## 입력 자료:

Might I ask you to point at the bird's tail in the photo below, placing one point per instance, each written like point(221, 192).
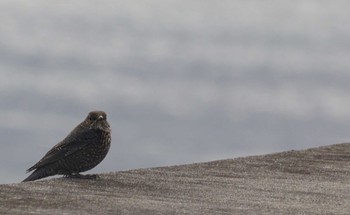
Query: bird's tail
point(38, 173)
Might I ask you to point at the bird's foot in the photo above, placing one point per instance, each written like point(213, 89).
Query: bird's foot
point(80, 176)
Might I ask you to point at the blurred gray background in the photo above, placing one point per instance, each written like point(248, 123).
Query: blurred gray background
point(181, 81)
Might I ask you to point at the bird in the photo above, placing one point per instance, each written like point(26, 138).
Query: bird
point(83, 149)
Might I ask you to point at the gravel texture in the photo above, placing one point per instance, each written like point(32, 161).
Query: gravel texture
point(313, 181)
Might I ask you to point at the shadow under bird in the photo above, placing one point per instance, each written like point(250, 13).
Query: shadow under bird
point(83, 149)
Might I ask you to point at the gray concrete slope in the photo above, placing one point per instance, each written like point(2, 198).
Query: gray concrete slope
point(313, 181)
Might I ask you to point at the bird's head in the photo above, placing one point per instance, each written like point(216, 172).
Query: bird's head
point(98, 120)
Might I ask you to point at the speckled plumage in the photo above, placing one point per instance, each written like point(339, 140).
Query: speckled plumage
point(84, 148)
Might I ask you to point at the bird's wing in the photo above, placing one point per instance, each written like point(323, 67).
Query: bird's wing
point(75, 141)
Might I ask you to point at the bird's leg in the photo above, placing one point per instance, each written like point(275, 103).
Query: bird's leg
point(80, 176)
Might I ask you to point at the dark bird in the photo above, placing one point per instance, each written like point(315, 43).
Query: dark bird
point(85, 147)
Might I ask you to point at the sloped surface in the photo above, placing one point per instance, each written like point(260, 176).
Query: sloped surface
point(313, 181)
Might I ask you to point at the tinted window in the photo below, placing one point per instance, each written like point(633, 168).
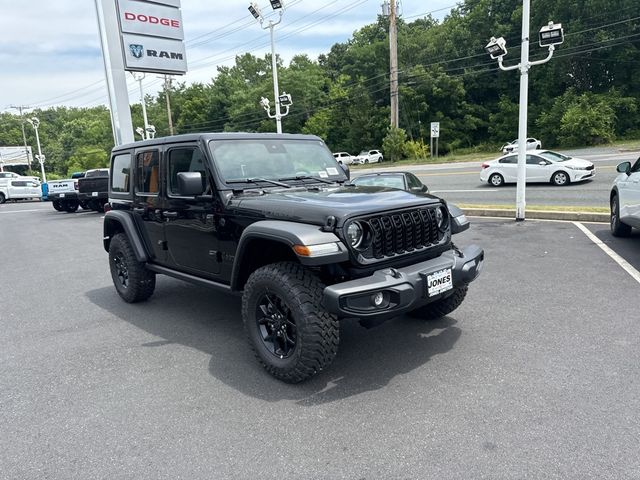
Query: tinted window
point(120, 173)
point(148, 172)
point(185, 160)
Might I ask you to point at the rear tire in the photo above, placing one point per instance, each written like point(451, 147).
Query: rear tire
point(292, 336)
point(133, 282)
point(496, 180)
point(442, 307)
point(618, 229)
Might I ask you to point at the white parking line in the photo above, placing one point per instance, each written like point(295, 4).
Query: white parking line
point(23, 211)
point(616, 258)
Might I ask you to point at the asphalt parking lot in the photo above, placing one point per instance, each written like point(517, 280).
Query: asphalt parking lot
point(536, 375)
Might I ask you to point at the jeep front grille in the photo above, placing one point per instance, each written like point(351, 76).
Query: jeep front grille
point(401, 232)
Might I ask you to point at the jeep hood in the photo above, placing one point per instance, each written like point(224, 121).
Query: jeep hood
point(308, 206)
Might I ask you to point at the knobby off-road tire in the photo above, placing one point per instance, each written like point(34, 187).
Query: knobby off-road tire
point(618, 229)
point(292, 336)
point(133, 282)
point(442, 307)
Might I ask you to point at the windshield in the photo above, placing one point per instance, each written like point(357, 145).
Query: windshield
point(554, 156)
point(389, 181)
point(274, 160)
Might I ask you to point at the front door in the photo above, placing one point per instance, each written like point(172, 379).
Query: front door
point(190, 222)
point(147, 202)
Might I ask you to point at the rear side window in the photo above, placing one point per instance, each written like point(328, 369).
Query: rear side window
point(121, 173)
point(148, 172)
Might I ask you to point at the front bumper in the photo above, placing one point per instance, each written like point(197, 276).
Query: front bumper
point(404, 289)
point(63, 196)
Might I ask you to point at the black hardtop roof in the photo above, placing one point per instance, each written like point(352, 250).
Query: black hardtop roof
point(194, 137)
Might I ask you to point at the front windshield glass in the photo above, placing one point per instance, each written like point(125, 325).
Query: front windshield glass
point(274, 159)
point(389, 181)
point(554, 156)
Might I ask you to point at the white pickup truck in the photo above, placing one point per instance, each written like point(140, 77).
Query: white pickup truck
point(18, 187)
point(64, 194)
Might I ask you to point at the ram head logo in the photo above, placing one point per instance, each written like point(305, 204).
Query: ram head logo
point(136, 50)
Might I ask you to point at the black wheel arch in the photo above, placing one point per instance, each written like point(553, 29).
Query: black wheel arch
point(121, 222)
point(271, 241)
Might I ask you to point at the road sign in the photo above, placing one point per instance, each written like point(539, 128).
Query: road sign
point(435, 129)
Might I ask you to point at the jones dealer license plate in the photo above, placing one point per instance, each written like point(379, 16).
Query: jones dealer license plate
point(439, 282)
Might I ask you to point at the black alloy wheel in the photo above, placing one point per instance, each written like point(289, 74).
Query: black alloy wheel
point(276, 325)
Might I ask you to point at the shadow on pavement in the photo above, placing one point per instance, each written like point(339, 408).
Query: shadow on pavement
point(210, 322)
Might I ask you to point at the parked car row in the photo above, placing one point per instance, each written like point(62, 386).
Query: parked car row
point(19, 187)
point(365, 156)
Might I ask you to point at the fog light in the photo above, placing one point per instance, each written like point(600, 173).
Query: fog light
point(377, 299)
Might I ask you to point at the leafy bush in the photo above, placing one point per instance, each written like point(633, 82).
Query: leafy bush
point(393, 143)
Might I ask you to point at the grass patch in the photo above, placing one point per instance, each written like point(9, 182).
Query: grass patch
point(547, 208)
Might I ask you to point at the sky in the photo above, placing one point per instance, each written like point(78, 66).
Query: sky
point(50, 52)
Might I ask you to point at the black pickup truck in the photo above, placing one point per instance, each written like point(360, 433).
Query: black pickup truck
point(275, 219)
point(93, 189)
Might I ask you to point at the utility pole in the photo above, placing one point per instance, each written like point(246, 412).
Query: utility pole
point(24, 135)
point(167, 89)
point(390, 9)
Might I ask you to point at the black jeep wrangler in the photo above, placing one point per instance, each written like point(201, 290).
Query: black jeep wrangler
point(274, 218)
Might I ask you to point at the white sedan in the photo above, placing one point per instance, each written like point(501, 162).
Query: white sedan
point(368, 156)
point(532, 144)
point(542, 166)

## 작업 지시:
위의 모든 줄을 빈 줄은 빼고 번호를 매긴 목록으로 나타내세요. 그림은 답에 넣지 마세요.

## 완성 답안:
1. Might I ask you to point at the bird's tail in the photo below, placing one point per instance, each written like point(221, 192).
2. Query: bird's tail
3. point(38, 173)
4. Might I ask you to point at the bird's foot in the photo above, placing one point per instance, each written like point(213, 89).
5. Query: bird's foot
6. point(80, 176)
7. Might I ask you to point at the blurred gray background in the photo above, placing one point per instance, each written like point(248, 123).
8. Query: blurred gray background
9. point(181, 81)
10. Might I ask you to point at the bird in the photo above, placing one point per instance, each written like point(26, 138).
11. Query: bird
12. point(83, 149)
13. Might I ask you to point at the gravel texture in the photo above, placing one point per instance, each written like point(32, 161).
14. Query: gravel texture
15. point(313, 181)
16. Might I ask you to point at the shadow under bird in the photo above, placing one point per instance, each written like point(250, 13).
17. Query: shadow under bird
18. point(83, 149)
19. Might I ask you to point at the gray concrete slope in the photo above, placing one point per instance, each written like point(2, 198).
20. Query: gray concrete slope
21. point(313, 181)
22. Might I ask you to point at the bird's head in the photo above, placing one point per instance, each written like point(216, 172).
23. Query: bird's head
24. point(98, 120)
25. Might I ask you to point at the speckled plumage in the photo above, placing one point per instance, each written like point(339, 140).
26. Query: speckled plumage
27. point(84, 148)
28. Might I ask you to point at the bird's wing in the photo above, placing one point per instance, each written like point(323, 67).
29. Query: bird's wing
30. point(75, 141)
31. Might I ask you to point at the bird's leg in the photo above, placing one point per instance, each written like point(275, 103).
32. Query: bird's leg
33. point(80, 176)
34. Might I ask you to point at the dark bird in the photo above, placing one point per instance, each written like point(315, 43).
35. Query: dark bird
36. point(85, 147)
37. Might I ask you to point at the sloped surface in the photo above, placing one point per instance, each written like point(260, 176).
38. Query: sloped surface
39. point(313, 181)
40. Might I ask you to point at the tinted window in the photo below, placing one point per instance, each written like point(633, 168).
41. Query: tinted window
42. point(120, 173)
43. point(148, 172)
44. point(185, 160)
45. Might I ask you to point at the rear tire in the photo above, placing one point per instance, each written like point(451, 147).
46. Query: rear tire
47. point(292, 336)
48. point(133, 282)
49. point(496, 180)
50. point(442, 307)
51. point(618, 229)
52. Might I ask you to point at the white parking line in the photo above, placing one point per instance, each written like point(295, 4).
53. Query: white parking line
54. point(23, 211)
55. point(616, 258)
56. Might I ask you to point at the asphalt parking lot in the photo above, placing one point per instance, each written like point(517, 280).
57. Query: asphalt parking lot
58. point(536, 375)
59. Might I ask you to point at the jeep front grille in the photo above, placing one point per instance, each written like point(351, 76).
60. Query: jeep front grille
61. point(401, 232)
62. Might I ask you to point at the jeep hood in the photo above, placing one point per instance, each written like point(224, 121).
63. Query: jeep hood
64. point(308, 206)
65. Might I ask you to point at the knobby off-road tire in the photo above, placing one point per instance, each written like point(34, 187).
66. Query: knobby off-road tire
67. point(618, 229)
68. point(292, 336)
69. point(133, 282)
70. point(442, 307)
71. Might I ask you to point at the windshield in the photo above, placing one point per instance, each written like point(357, 145).
72. Query: windshield
73. point(554, 156)
74. point(389, 181)
75. point(274, 160)
76. Might I ask you to point at the front door in the photo above, placing one point per instance, each written like point(172, 379).
77. Query: front door
78. point(190, 222)
79. point(147, 202)
80. Might I ask you to point at the rear side window in the photo above, placing one point per instance, each written like point(328, 369).
81. Query: rear side window
82. point(121, 173)
83. point(148, 172)
84. Might I ask you to point at the front bumper in the photo above, placing one point per instance, each written like point(197, 276).
85. Query: front bumper
86. point(404, 289)
87. point(63, 196)
88. Might I ask you to point at the black hardtop roof in the photo above, placing one point per instance, each written like point(352, 250).
89. Query: black hardtop roof
90. point(194, 137)
91. Might I ask you to point at the front windshield glass in the photo above, placing one point per instance, each written like point(125, 325).
92. Query: front windshield glass
93. point(274, 159)
94. point(389, 181)
95. point(554, 156)
96. Might I ask you to point at the white pickup truck in the photo above, placing one point per instance, each written like point(140, 77).
97. Query: white pickup truck
98. point(18, 187)
99. point(64, 194)
100. Might I ask you to point at the ram head logo in the photo above, placing one point per instance, each written like point(305, 204).
101. Query: ram head logo
102. point(136, 50)
103. Might I ask you to point at the black wheel arch in the photo above, placing one point per instance, each written like point(553, 29).
104. Query: black wheel arch
105. point(121, 222)
106. point(271, 241)
107. Might I ask you to point at the road sign in the photo above, placing one point per instance, each written like point(539, 128).
108. Query: road sign
109. point(435, 129)
110. Might I ask you to point at the jones dealer license plate in the photo above, placing one point per instance, each written like point(379, 16).
111. Query: jones dealer license plate
112. point(439, 282)
113. Might I ask you to point at the black alloy wheel in the photo above, placing one point per instance, each written like point(289, 74).
114. Query: black alloy wheel
115. point(276, 325)
116. Might I ask you to point at the shadow on pavement in the photo above, placing one point per instance, each written like point(339, 408).
117. Query: shadow on pavement
118. point(210, 322)
119. Might I ask you to point at the parked car row in the photo above, placing one point per instance, each written like point(62, 386).
120. Query: parked car row
121. point(19, 187)
122. point(365, 156)
123. Might I ask you to point at the fog light in the photo above, placing one point per instance, each written like point(600, 173).
124. Query: fog light
125. point(377, 299)
126. Might I ask you to point at the leafy bush in the photo above, placing one point per instance, each written like point(633, 82).
127. Query: leafy bush
128. point(393, 143)
129. Might I ask you to point at the grass patch in the photo above, placing one point per instance, each written like point(9, 182).
130. Query: grass patch
131. point(547, 208)
132. Might I ask you to point at the sky in the photo above, placing one point per instance, each written like point(78, 66).
133. Query: sky
134. point(50, 52)
135. Might I ask you to point at the black pickup truck in the photo above, placing one point per instance, each written like point(360, 433).
136. Query: black pickup truck
137. point(275, 219)
138. point(93, 189)
139. Might I ask you to point at the utility pole in the photo above, placing one point per instance, each written like point(246, 412).
140. Query: utility pole
141. point(24, 135)
142. point(167, 89)
143. point(390, 9)
144. Might I ask you to point at the black jeep wrangler in the photo above, placing one point per instance, each written like point(201, 290).
145. Query: black jeep wrangler
146. point(274, 218)
147. Might I ask you to point at the white sedan in the photo above, placing one point per instance, each written like point(501, 162).
148. Query: white sedan
149. point(368, 156)
150. point(532, 144)
151. point(542, 166)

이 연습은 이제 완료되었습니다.